* [GOALS]:
1) From the brand equity text, write out the part that opens with the words containing "Of course, research" and closes with "and decision making.", copying it word for word.
2) Name every kind of data that the brand equity text says financial brand equity metrics should gather.

Of course, research should be conducted with existing customers as well as former and prospective customers to get a full picture of the equity the brand holds. At the same time, measuring that research data against financial performance is critical for strategic planning and decision making.

Using these various methods to collect and analyze data, you can measure performance in three core brand equity drivers: financial, strength, and consumer.

Financial Brand Equity Metrics

While financial metrics are always the first thing that executives want to see to confirm that a brand is profitable and should live to see another day, financial metrics should actually be the last part of the brand equity measurement process. That's because financial metrics result from the brand strength and consumer metrics described below. With that said, your financial brand equity metrics should gather the following data:

  • Market share
  • Price sensitivity
  • Profitability
  • Revenues
  • Marketing investments
  • Growth rate
  • Cost to acquire new customers
  • Cost to retain customers

Of course, this is just a short list of the financial metrics you should track. Look for anomalies and trends so you can identify initiatives that drive positive results and ensure your brand is building positive equity over time. Use this data to demonstrate how important the brand asset is to your organization, to support brand extensions, to secure marketing budgets, and more.

* [DATA SUPPLIED]:

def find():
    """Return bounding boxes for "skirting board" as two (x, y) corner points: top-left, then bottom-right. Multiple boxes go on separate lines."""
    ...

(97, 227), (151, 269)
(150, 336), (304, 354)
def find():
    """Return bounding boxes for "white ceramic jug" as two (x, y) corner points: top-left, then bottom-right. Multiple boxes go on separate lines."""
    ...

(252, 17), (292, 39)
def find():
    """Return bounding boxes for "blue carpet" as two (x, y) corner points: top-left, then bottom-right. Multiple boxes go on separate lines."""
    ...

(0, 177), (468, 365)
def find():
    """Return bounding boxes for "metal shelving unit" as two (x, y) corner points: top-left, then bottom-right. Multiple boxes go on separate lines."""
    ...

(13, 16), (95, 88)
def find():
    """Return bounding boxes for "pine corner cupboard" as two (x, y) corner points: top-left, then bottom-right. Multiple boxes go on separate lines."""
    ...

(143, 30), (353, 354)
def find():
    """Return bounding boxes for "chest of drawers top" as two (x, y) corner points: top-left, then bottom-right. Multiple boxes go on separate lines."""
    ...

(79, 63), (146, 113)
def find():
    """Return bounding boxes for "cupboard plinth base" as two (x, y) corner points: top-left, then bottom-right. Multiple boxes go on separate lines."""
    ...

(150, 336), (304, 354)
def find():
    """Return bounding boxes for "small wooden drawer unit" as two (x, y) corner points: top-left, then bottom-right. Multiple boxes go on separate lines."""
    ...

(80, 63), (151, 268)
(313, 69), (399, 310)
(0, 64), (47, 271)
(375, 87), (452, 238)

* [SOLVED TASKS]:
1)
Of course, research should be conducted with existing customers as well as former and prospective customers to get a full picture of the equity the brand holds. At the same time, measuring that research data against financial performance is critical for strategic planning and decision making.

2)
- Market share
- Price sensitivity
- Profitability
- Revenues
- Marketing investments
- Growth rate
- Cost to acquire new customers
- Cost to retain customers